Source text:
----

A set of “use” functions help you search, read, save, plot, and flatten ecocomDP datasets.
Find datasets of interest by searching on one or more query parameters.
All available datasets are returned with an empty call to search_data()
:
search_data()
#> # A tibble: 82 x 11
#> source id title description abstract years sampling_interv~ sites url
#> <chr> <chr> <chr> <chr> <chr> <chr> <chr> <chr> <chr>
#> 1 EDI edi.3~ Fores~ <NA> "This da~ 8 0.01 <NA> https~
#> 2 EDI edi.2~ Zoopl~ <NA> "This da~ 9 0.19 <NA> https~
#> 3 EDI edi.3~ Long ~ <NA> "This da~ 21 0.02 <NA> https~
#> 4 EDI edi.3~ Dune ~ <NA> "This da~ 7 0.15 <NA> https~
#> # ... with 78 more rows, and 2 more variables: source_id <chr>,
#> # source_id_url <chr>
The “taxa” parameter enables searching on any taxonomic rank value. Find datasets about insects:
search_data(taxa = "Insecta")

----

Set exercise A: According to the ecocomDP usage text, how do you get all available datasets returned?
Set exercise B: Pick up the ecocomDP usage text where it stops and continue writing it.

Pointing and labeling entries:
----

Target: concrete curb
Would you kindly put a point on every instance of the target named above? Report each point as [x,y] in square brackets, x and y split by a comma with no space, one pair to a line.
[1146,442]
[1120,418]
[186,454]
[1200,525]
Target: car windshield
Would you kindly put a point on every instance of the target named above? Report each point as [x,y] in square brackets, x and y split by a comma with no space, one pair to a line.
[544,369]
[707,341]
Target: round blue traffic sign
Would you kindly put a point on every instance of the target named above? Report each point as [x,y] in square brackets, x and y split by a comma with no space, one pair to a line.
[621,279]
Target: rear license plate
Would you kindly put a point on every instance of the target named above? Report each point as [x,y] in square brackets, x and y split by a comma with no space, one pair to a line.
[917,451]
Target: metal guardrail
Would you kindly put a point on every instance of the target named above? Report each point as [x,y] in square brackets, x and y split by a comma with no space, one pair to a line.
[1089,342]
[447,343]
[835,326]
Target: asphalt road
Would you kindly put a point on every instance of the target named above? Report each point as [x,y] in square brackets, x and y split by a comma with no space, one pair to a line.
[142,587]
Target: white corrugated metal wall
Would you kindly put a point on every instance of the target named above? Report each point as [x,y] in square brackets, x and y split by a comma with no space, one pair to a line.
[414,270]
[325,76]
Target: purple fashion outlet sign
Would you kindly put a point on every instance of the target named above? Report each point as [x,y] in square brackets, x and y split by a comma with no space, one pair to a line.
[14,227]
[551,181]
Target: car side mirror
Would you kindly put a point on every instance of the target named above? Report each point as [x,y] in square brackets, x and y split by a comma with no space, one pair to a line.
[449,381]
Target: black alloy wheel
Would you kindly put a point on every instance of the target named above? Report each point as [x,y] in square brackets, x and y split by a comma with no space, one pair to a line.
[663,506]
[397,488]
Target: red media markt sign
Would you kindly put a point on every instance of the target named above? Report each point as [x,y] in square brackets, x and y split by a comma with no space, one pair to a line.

----

Written reply A: By making an empty call to search_data().

Written reply B:
#> # A tibble: 13 x 11
#> source id title description abstract years sampling_interv~ sites url
#> <chr> <chr> <chr> <chr> <chr> <chr> <chr> <chr> <chr>
#> 1 EDI edi.2~ Moss ~ <NA> "This da~ 23 821.61 <NA> https~
#> 2 EDI edi.2~ Bonan~ <NA> "This da~ 38 0.41 <NA> https~
#> 3 EDI edi.3~ Aphid~ <NA> "This da~ 4 0 <NA> https~
#> 4 EDI edi.3~ CGR02~ <NA> "This da~ 30 0.06 <NA> https~
#> # ... with 9 more rows, and 2 more variables: source_id <chr>,
#> # source_id_url <chr>
The “num_years” parameter lets you find datasets within a range of sampling years. Datasets with 20 to 40 years of sampling:
search_data(num_years = c(20, 40))
#> # A tibble: 22 x 11
#> source id title description abstract years sampling_interv~ sites url
#> <chr> <chr> <chr> <lgl> <chr> <int> <dbl> <chr> <chr>
#> 1 EDI edi.3~ Long ~ NA "This da~ 21 0.02 <NA> https~
#> 2 EDI edi.2~ Moss ~ NA "This da~ 23 822. <NA> https~
#> 3 EDI edi.3~ Annua~ NA "This da~ 20 0 <NA> https~
#> 4 EDI edi.3~ SGS-L~ NA "This da~ 26 0.05 <NA> https~
#> # ... with 18 more rows, and 2 more variables: source_id <chr>,
#> # source_id_url <chr>
The “area” parameter facilitates searches by geographic regions. Datasets originating from the Northeast United States:
search_data(area = c(47, -70, 38, -90))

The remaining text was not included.